Work to be completed: The required output is the line with "Target: white wall" through the final line of the entries, each one exactly as it stands.

Source information:

════════

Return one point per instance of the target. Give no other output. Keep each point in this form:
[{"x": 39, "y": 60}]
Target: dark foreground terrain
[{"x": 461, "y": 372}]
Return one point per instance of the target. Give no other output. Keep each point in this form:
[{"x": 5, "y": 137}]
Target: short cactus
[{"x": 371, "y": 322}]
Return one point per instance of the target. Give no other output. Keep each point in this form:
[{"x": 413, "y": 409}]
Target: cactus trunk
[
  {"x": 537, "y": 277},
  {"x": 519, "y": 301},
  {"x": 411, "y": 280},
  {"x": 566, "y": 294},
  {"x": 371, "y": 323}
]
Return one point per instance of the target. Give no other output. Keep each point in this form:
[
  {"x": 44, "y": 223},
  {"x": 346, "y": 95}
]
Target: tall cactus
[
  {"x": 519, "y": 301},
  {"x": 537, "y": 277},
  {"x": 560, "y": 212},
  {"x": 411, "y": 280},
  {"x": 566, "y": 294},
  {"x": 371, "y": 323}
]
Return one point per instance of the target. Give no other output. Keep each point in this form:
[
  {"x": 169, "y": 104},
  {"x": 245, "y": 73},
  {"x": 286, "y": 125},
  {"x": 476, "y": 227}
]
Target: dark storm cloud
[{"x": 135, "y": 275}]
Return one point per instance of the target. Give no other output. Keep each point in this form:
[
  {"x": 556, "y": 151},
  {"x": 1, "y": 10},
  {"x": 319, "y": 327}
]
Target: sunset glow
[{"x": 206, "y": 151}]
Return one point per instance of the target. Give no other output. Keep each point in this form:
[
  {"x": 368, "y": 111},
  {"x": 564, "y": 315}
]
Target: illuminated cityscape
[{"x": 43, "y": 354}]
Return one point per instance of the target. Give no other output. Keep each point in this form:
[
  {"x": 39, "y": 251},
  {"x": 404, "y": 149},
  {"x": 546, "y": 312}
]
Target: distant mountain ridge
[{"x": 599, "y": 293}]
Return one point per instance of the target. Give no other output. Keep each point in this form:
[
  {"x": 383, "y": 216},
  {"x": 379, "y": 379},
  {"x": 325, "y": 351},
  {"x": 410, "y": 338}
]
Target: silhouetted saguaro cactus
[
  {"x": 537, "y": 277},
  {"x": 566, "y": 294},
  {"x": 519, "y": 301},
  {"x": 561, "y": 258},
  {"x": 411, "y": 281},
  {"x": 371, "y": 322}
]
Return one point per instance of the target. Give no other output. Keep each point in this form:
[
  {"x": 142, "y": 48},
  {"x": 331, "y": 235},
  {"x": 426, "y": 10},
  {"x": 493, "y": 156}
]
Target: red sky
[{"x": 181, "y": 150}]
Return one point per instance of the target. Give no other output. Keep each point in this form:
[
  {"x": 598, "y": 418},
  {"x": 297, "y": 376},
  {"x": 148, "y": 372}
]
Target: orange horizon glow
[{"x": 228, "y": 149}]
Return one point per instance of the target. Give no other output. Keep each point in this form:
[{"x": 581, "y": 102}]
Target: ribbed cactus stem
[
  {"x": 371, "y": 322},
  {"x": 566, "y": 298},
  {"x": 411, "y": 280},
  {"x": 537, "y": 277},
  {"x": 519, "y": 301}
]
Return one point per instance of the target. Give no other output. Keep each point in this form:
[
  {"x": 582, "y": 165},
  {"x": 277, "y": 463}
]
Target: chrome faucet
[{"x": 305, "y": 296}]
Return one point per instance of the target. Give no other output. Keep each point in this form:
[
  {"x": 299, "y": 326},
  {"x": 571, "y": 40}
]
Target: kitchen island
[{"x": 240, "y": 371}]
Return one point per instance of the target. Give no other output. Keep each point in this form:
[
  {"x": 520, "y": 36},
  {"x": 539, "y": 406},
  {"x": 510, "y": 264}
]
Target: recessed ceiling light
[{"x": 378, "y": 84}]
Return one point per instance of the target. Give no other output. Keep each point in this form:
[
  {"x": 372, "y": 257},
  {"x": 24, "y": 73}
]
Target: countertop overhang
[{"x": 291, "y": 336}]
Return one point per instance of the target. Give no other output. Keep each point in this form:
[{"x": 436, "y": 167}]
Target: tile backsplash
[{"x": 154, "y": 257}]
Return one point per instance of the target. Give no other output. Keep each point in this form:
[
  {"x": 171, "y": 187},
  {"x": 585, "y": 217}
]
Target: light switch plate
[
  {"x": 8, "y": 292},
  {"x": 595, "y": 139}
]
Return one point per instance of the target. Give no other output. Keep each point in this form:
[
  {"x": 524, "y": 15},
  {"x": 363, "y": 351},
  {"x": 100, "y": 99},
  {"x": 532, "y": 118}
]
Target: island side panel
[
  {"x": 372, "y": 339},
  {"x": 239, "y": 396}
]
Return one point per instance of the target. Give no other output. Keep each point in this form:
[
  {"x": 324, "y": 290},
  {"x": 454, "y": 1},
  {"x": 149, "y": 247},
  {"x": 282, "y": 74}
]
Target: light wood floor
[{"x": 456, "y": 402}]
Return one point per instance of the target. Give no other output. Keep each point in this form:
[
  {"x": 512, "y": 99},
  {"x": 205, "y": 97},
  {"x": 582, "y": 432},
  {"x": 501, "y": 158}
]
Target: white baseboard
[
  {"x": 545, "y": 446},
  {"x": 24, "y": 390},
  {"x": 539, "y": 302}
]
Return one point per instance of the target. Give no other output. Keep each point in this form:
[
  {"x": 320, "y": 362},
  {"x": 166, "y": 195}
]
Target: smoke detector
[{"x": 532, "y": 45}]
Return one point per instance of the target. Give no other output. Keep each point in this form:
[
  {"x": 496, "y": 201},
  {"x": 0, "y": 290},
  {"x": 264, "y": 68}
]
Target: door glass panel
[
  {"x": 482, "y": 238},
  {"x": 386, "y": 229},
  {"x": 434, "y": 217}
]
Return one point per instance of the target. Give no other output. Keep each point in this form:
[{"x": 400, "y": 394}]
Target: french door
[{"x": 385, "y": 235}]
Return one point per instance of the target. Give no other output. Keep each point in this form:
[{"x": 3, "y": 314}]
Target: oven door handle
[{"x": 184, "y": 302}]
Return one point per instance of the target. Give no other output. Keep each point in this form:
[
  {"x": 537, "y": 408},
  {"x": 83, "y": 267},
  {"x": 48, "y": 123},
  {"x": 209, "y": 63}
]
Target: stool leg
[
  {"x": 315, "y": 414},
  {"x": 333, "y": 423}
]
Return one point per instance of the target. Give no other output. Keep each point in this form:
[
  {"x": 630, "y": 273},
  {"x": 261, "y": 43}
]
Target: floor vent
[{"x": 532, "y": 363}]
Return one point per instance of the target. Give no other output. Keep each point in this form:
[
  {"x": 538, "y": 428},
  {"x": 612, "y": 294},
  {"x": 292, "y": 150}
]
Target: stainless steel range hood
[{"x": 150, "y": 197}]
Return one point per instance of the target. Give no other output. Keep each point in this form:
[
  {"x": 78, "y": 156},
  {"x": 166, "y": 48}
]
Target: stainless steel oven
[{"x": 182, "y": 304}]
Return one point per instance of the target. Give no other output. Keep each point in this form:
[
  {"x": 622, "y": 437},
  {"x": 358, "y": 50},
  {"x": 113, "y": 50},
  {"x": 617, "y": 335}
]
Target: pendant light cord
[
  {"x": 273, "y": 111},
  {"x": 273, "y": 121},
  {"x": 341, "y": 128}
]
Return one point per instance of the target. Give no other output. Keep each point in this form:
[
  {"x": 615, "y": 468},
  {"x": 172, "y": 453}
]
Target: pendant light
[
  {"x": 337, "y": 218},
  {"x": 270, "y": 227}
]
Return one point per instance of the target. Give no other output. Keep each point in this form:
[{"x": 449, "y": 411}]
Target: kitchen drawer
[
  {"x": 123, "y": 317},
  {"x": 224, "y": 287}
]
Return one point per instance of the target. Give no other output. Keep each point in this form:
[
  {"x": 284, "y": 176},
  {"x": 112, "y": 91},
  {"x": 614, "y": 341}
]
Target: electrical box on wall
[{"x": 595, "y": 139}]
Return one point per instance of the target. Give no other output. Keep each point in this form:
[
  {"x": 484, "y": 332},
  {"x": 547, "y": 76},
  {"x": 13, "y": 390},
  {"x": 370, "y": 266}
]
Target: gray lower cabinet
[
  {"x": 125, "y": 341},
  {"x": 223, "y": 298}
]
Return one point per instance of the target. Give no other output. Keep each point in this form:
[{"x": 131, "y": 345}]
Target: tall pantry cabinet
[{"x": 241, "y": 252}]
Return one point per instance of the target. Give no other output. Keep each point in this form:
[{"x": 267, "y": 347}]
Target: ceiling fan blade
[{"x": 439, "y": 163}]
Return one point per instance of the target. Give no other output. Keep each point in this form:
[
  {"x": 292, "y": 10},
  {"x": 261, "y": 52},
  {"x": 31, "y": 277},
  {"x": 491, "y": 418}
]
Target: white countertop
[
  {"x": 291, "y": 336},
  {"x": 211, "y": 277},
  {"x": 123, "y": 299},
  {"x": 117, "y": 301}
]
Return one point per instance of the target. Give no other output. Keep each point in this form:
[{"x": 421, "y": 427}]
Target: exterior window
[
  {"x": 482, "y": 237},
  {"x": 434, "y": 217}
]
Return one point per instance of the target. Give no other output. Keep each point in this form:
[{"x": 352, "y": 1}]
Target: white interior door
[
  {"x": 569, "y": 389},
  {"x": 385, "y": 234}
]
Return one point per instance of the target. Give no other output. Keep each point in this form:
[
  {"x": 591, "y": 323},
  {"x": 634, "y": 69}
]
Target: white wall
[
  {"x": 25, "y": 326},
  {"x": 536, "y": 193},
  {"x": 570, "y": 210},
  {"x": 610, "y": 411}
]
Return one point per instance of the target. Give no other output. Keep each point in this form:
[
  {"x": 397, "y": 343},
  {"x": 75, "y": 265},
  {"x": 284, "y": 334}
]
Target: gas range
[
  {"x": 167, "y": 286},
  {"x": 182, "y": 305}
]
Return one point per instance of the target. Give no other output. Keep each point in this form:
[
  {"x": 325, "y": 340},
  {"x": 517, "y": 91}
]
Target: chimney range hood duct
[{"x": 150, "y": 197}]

════════

Solution to the problem:
Target: white wall
[
  {"x": 25, "y": 326},
  {"x": 536, "y": 193},
  {"x": 570, "y": 210},
  {"x": 610, "y": 411}
]
Return one point per instance of the target. Give no other output. Keep each point in this form:
[
  {"x": 397, "y": 343},
  {"x": 75, "y": 265},
  {"x": 284, "y": 334}
]
Target: gas range
[
  {"x": 167, "y": 286},
  {"x": 182, "y": 305}
]
Return one point per instance of the target. Give no other output. Keep each point in this form:
[
  {"x": 325, "y": 340},
  {"x": 517, "y": 91}
]
Target: chimney range hood duct
[{"x": 150, "y": 197}]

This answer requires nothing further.